## RECORDS FOR THIS TASK
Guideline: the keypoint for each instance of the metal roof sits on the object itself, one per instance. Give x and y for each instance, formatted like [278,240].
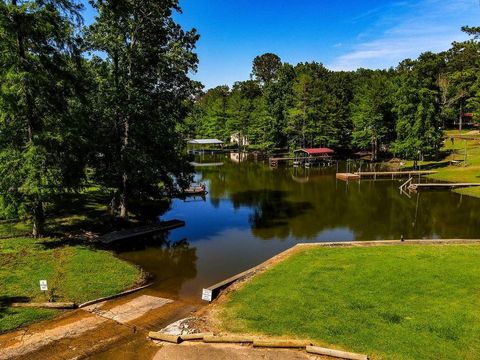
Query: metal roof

==

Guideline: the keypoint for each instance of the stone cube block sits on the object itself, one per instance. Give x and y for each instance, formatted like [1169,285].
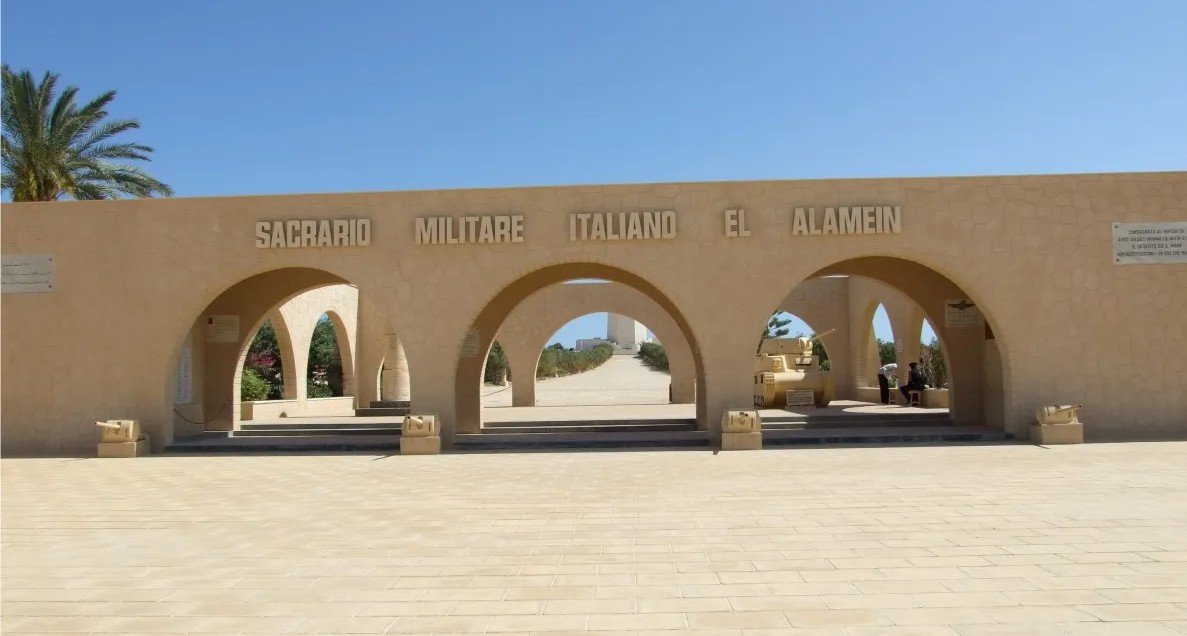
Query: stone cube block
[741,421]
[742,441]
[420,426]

## AIM OF THE TASK
Print the items from the line with "Guideline: the keypoint for each instance of the metal" to the line with "Query: metal roof", character for character, and leave the pictures out of your answer.

## SOLUTION TO THIS EXERCISE
Guideline: the keypoint for each instance of the metal roof sits on the object itself, one per instance. Give x and y for each instance, formatted like [278,240].
Query: metal roof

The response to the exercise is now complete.